++++ Recorded information
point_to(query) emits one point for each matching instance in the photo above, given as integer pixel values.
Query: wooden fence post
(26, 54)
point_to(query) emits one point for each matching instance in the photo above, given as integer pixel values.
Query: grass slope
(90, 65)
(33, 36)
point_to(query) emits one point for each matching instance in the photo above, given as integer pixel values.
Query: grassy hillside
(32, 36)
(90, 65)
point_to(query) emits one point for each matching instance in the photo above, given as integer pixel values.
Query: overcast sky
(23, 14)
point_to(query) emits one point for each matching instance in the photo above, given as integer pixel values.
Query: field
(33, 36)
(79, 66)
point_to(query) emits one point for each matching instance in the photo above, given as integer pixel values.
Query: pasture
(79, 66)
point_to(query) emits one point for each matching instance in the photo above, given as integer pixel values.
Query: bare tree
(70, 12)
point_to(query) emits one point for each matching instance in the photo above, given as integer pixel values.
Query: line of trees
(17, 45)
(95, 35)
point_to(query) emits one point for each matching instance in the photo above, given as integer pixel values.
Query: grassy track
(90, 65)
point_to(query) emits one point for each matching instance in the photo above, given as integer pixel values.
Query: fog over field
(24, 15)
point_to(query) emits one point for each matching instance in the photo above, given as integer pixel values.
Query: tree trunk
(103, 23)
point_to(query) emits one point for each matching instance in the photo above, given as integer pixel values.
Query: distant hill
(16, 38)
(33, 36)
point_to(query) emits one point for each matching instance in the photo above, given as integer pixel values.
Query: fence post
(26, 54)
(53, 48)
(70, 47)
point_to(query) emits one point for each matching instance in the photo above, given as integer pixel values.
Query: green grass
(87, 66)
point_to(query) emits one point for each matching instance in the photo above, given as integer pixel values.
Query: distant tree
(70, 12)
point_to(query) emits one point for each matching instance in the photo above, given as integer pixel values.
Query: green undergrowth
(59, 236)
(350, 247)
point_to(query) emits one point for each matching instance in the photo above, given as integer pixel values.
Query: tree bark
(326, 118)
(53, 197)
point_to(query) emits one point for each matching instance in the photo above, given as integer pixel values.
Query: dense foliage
++++++++
What is needed
How many lines in the material above contain the word "distant"? Reply with the number only.

Task result
2